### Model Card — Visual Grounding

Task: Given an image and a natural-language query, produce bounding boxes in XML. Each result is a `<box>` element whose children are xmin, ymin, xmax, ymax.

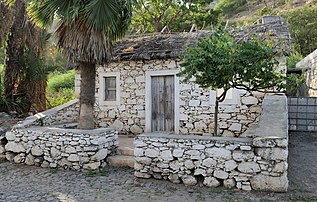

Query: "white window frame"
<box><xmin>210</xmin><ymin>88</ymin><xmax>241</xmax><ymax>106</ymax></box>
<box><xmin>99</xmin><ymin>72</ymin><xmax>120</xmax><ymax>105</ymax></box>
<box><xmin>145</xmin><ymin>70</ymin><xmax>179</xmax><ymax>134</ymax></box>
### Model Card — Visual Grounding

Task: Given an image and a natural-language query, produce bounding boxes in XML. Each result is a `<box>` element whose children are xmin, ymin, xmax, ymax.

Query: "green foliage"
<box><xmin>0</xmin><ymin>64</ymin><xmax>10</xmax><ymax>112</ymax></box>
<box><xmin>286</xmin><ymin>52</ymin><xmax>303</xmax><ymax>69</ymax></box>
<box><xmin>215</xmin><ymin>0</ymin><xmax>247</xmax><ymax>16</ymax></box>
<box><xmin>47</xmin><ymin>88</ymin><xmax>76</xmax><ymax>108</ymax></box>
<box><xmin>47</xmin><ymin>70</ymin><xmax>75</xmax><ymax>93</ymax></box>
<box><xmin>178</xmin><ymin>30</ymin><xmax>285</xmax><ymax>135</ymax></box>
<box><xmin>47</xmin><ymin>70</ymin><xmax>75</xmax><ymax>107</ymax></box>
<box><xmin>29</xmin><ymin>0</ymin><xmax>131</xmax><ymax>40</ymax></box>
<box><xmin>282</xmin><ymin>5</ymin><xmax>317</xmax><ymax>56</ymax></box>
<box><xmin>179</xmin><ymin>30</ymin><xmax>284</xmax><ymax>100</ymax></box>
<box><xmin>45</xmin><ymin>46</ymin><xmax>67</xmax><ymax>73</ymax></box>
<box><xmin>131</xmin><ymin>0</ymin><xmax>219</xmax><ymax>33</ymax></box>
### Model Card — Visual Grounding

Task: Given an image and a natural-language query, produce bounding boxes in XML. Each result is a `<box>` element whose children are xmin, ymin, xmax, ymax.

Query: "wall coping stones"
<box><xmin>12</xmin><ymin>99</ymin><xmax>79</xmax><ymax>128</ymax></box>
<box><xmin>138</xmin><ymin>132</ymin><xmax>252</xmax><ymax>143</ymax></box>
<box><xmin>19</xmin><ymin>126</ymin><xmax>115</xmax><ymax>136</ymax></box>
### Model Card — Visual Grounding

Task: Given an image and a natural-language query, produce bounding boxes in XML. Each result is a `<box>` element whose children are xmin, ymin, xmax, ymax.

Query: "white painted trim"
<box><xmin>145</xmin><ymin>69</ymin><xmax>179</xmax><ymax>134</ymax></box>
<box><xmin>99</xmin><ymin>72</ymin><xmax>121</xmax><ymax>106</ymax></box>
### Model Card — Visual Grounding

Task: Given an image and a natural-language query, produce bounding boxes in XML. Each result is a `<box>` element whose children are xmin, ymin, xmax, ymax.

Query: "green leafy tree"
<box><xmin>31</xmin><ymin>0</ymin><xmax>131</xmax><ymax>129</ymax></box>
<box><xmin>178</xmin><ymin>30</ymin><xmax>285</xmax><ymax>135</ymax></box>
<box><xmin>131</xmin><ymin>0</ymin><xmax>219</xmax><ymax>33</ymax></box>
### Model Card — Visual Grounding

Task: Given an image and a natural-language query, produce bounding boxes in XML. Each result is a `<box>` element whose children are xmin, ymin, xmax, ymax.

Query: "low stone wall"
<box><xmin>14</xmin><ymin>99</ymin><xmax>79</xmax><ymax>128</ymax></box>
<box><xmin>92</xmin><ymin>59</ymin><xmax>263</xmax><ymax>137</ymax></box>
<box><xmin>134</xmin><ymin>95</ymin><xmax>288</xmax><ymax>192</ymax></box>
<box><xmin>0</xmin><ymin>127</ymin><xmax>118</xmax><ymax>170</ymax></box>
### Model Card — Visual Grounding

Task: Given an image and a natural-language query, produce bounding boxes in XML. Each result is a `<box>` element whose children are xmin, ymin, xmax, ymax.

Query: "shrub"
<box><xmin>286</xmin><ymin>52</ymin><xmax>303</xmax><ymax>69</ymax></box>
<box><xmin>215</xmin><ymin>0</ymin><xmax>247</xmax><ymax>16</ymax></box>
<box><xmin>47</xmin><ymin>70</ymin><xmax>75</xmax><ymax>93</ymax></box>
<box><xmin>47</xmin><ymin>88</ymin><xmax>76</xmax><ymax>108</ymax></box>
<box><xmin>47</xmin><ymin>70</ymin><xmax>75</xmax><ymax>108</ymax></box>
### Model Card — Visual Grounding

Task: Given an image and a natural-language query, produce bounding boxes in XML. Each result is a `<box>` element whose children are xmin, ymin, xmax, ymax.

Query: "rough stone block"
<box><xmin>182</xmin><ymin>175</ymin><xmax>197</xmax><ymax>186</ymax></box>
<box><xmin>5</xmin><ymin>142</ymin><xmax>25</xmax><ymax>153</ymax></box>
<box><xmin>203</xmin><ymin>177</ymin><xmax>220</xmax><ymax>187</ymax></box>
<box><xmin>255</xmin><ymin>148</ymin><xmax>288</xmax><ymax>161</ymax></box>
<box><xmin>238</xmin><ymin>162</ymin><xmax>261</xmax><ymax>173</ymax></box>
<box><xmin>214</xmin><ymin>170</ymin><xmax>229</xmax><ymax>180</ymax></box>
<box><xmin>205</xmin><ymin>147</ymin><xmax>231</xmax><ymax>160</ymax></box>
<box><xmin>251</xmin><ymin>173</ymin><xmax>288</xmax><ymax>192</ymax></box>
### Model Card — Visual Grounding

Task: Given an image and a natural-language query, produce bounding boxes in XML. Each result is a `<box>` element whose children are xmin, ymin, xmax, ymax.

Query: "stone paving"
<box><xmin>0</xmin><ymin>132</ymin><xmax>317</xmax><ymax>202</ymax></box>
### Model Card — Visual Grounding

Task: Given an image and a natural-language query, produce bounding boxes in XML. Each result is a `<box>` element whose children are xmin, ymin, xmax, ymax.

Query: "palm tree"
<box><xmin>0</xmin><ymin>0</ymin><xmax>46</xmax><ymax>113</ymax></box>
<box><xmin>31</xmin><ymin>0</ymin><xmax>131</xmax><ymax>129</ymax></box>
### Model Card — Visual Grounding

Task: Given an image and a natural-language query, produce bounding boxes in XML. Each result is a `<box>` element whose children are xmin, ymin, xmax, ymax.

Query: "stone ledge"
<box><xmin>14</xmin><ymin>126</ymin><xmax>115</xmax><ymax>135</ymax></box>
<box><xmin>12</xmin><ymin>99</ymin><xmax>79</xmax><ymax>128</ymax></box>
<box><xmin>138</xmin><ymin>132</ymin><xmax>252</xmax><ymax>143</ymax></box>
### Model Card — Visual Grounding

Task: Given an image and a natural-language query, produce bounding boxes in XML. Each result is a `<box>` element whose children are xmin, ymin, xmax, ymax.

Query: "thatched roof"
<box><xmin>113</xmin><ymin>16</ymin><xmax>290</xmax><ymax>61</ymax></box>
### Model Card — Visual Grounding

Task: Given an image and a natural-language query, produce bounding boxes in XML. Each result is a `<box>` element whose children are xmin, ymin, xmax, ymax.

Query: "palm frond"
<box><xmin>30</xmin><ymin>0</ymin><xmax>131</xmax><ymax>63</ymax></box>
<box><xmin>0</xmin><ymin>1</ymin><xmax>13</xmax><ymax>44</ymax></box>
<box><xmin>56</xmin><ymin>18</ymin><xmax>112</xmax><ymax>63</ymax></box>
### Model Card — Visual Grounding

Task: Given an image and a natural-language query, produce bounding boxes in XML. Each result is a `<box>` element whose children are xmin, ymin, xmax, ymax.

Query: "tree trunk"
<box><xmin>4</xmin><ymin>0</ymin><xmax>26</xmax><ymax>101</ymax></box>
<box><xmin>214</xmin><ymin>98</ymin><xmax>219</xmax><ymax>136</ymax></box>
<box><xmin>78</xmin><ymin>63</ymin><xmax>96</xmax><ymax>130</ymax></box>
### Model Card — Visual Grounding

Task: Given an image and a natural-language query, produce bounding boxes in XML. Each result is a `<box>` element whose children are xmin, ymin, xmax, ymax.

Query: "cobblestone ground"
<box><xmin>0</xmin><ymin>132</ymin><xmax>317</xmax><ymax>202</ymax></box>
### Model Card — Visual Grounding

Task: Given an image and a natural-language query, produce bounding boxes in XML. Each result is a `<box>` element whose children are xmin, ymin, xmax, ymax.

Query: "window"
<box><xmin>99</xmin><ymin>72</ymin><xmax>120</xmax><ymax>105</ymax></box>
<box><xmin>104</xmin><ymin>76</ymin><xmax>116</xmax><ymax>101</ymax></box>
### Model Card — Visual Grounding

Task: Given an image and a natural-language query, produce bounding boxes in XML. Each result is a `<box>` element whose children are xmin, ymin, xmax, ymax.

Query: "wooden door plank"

▬▬▬▬▬▬▬▬▬▬

State how many lines in the records contain the string "wall", with case taken into account, and give only that number.

2